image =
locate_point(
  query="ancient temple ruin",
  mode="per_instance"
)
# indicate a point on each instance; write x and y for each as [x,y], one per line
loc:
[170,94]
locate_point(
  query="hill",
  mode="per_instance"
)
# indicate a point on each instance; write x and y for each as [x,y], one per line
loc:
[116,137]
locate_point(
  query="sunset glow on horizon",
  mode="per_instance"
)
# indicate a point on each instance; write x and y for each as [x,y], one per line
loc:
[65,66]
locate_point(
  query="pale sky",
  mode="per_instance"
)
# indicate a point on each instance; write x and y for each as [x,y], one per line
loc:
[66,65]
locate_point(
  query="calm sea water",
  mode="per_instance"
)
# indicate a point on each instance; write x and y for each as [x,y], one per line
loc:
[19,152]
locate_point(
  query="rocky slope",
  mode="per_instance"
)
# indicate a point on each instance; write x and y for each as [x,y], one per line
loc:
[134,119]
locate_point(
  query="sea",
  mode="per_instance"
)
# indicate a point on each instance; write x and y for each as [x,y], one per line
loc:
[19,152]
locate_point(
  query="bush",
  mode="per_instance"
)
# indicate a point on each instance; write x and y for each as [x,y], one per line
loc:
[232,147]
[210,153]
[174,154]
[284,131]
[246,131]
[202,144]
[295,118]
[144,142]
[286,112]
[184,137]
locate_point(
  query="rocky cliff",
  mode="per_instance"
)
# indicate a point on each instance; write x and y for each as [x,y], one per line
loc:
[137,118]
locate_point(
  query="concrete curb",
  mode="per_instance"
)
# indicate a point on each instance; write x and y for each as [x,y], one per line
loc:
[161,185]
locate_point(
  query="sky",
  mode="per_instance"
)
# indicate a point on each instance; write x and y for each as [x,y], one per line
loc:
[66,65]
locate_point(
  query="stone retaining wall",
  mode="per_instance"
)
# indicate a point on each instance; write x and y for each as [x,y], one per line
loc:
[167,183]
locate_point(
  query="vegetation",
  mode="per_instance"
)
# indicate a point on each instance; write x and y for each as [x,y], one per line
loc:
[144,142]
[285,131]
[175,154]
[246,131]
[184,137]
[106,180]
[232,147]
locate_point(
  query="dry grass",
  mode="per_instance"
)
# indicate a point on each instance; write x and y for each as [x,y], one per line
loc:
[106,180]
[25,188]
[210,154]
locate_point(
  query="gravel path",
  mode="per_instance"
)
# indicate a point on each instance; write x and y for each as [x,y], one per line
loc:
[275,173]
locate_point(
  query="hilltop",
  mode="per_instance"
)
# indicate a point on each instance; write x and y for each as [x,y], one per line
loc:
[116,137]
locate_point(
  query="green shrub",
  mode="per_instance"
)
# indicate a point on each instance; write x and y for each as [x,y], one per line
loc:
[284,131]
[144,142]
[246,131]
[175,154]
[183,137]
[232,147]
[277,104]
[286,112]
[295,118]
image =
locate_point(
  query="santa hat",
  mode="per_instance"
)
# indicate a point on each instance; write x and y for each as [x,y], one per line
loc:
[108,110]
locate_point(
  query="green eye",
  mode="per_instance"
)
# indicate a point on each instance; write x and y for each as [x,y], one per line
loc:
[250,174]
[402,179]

****************************************

About this task:
Using the entries above, work out the number of lines containing the string "rocky", and supply only that number.

Output of the task:
2